### ФРАГМЕНТ СТРАНИЦЫ:
□ □ □

В приведенном выше случае определения разных качеств сознания в разных системах связей проблема заключалась в нахождении их внутренних связей в одной системе. В большинстве случаев кризисная проблема, как подчеркивал Рубинштейн, образуется таким противоречием различных качеств, при котором происходит абсолютизация одного или другого, приводящая к их противопоставлению. Расхождение же сознания и деятельности не в различных концепциях, а в начале самого процесса познания приводит к поиску условий, которые составляют проблему исследования, требующую для своего решения установления их соответствия (о чем подробно шла речь выше). «Единство сознания и объективной деятельности, – писал Рубинштейн, – является диалектической основой построения психологии. Это единство определяет основной путь психологического познания при условии правильного – не идеалистического – понимания сознания и правильного – не механистического понимания деятельности. Расхождения и противоречия, которые при этом обнаруживаются между сознанием и деятельностью, являются главным источником психологической проблематики, и они же дают основные опорные точки для ее разрешения» (Рубинштейн, 1935, с. 52). Эти положения о противоречии сознания и деятельности не были осознаны психологическим сообществом, «вытеснены» представлением об их априорном единстве. Однако диалектическая суть рубинштейновской методологии состоит в том, что тезис о единстве не противоречит тезису о противоречивости, неадекватности их соотношения – единство должно быть найдено. Положение С. Л. Рубинштейна о том, что сознание и деятельность в равной мере принадлежат субъекту, но это – его разные модальности, качества, способности: их принадлежность субъекту не обеспечивает автоматически их единства, поскольку они осуществляют разные функции субъекта в жизни, в общении и т. д.

□ □ □

### ИЗВЛЕЧЁННЫЕ ЗАПИСИ:
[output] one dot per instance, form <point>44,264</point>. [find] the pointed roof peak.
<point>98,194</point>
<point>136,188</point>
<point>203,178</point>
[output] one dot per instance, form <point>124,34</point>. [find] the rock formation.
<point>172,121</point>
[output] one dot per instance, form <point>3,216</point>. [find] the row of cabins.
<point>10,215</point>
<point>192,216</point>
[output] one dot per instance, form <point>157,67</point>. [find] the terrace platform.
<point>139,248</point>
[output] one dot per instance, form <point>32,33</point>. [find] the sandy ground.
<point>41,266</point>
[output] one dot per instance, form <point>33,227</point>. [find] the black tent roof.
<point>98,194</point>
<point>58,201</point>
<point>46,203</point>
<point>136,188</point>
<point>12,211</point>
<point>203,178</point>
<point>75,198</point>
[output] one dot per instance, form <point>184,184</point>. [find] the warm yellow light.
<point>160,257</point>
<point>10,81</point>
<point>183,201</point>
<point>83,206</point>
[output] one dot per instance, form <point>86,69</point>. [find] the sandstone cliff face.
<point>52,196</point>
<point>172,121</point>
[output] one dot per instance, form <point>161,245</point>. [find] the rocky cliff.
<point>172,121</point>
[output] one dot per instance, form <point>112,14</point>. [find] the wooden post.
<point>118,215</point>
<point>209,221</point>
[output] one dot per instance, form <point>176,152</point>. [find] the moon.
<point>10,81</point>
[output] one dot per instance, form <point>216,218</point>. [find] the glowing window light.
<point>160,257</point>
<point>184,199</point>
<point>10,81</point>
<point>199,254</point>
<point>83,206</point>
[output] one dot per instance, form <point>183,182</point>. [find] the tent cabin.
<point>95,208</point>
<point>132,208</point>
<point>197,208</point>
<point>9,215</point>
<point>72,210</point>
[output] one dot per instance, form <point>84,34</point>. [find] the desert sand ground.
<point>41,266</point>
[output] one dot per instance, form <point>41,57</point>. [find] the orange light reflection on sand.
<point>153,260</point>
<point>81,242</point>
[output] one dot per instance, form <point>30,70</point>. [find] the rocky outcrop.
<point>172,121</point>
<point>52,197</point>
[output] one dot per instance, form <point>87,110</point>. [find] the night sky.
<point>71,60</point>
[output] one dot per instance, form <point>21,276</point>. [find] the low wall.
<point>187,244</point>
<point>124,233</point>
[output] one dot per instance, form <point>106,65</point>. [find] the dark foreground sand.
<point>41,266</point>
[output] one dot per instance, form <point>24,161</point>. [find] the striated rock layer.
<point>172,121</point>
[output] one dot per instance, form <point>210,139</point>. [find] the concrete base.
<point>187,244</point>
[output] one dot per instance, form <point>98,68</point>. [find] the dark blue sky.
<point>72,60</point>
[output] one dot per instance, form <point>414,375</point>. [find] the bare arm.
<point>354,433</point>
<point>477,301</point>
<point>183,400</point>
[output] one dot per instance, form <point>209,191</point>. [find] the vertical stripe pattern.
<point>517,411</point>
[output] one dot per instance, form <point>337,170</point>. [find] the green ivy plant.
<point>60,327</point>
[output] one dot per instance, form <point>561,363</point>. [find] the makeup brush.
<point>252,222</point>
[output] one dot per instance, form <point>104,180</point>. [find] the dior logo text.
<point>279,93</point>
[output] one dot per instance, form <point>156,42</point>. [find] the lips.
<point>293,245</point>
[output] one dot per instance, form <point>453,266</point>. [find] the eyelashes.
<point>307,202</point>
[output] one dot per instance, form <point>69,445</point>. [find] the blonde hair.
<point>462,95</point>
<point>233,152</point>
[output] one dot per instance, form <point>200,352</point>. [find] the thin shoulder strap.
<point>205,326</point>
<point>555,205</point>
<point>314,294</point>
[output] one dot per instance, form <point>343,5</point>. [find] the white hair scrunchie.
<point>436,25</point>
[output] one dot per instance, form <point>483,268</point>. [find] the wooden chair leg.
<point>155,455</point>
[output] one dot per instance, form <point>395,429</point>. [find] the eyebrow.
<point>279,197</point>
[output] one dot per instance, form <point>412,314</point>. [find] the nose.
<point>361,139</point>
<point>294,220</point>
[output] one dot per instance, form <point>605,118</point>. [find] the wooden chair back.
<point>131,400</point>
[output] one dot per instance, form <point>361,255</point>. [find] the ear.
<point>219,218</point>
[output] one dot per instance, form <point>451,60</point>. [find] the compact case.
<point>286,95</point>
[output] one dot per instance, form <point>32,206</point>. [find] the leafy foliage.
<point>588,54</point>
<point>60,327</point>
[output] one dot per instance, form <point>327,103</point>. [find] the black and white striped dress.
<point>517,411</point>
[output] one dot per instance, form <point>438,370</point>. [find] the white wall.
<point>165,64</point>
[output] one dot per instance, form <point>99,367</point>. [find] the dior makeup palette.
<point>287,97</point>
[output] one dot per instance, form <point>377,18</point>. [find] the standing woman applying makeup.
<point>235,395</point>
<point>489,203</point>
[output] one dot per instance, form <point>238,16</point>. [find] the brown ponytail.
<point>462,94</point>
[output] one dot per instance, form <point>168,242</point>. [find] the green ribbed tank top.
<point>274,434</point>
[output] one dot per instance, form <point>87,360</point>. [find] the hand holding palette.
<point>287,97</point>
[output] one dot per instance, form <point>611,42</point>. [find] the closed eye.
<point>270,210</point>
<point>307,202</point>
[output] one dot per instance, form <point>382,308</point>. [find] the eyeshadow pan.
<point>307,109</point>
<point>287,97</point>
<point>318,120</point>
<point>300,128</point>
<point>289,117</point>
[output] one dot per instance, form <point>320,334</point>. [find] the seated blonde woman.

□ □ □

### ЗАДАНИЕ 1:
Что, согласно приведённым в тексте о сознании и деятельности словам Рубинштейна, служит главным источником психологической проблематики?
### ЗАДАНИЕ 2:
Пожалуйста, отредактируйте часть записей, которая открывается строкой, содержащей «[output] one dot per instance, form <point>41,57</point>.», и закрывается строкой, содержащей «<point>124,233</point>», заменив «night sky» на «starry sky» и не меняя больше ничего. Выведите только эту часть.
Текст и записи взяты из разных источников.

### ОТВЕТ 1:
Расхождения и противоречия, которые обнаруживаются между сознанием и деятельностью.

### ОТВЕТ 2:
[output] one dot per instance, form <point>41,57</point>. [find] the orange light reflection on sand.
<point>153,260</point>
<point>81,242</point>
[output] one dot per instance, form <point>30,70</point>. [find] the rocky outcrop.
<point>172,121</point>
<point>52,197</point>
[output] one dot per instance, form <point>87,110</point>. [find] the starry sky.
<point>71,60</point>
[output] one dot per instance, form <point>21,276</point>. [find] the low wall.
<point>187,244</point>
<point>124,233</point>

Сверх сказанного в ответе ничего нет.